Exercise aim » Reproduce the question-answering notebook text, beginning at the words that contain "- *Reader* - It" and stopping after "at this [link](https://rajpurkar.github.io/SQuAD-explorer/).".

Document passage »
** start **

# Introduction

The notebook is intened to experiment with different technologies for the task of **Question and Answering**.

There are two different **type of models**:
- *Open Domain* - They do not require a passed context
- *Reading Comprehension* - They find the answer within a given context

Such models can work in two different **approaches**:
- *Open Book* - The model can access external source of information
- *Closed Book* - The model can only access what has been encoded in its paramters

The **Components** of an Open Domain Q&A are:
- *Retriever* - It finds relevant contexts from an external source given the question (This is the component that differentiate an Open Domain from a Reading Comprehension)
- *Reader* - It locates the position in the context where the answer to the question is (alternatively there can be a *Generator*)
- *Generator*



## Datasets

### SQuAD 2.0

The SQuAD (Stanford Question and Answering Dataset) is a hugely popular dataset containing question and answer pairs scraped from Wikipedia, covering topics ranging from Beyonce, to Physics. 

It is possible to retrieve both the Training and Dev set at this [link](https://rajpurkar.github.io/SQuAD-explorer/).

In [1]:
# Import Standard Libraries
import json

In [2]:
# Read data
with open('./../../../data/squad_train_v2.0.json', 'rb') as file:
    squad_train_data = json.load(file)

with open('./../../../data/squad_dev_v2.0.json', 'rb') as file:
    squad_dev_data = json.load(file)

** end **

Data rows »
** start **

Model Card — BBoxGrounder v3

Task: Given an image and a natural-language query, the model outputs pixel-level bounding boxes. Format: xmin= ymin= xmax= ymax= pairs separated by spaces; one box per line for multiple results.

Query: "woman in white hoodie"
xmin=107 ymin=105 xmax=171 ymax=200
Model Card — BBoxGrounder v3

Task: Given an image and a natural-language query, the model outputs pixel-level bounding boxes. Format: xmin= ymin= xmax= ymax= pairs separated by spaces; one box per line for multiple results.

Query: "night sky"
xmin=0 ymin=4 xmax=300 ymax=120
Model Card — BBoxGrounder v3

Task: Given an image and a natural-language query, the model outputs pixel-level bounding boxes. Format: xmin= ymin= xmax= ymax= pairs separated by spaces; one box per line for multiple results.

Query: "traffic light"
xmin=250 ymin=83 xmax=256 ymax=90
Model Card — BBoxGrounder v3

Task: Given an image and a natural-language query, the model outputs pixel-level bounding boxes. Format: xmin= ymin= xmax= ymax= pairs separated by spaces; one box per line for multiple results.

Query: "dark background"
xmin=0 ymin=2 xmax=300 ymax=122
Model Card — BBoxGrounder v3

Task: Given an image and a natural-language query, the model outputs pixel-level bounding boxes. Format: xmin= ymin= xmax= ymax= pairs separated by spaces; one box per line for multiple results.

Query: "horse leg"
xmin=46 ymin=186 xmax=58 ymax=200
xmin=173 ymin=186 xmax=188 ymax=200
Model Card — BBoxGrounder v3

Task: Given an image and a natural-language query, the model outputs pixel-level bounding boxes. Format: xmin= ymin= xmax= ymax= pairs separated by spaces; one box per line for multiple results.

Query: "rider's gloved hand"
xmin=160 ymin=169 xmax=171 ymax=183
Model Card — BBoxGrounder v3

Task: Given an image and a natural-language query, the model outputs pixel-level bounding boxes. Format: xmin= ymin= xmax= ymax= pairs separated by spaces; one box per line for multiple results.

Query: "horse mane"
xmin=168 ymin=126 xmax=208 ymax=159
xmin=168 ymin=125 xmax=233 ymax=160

** end **

Task answer »
- *Reader* - It locates the position in the context where the answer to the question is (alternatively there can be a *Generator*)
- *Generator*



## Datasets

### SQuAD 2.0

The SQuAD (Stanford Question and Answering Dataset) is a hugely popular dataset containing question and answer pairs scraped from Wikipedia, covering topics ranging from Beyonce, to Physics. 

It is possible to retrieve both the Training and Dev set at this [link](https://rajpurkar.github.io/SQuAD-explorer/).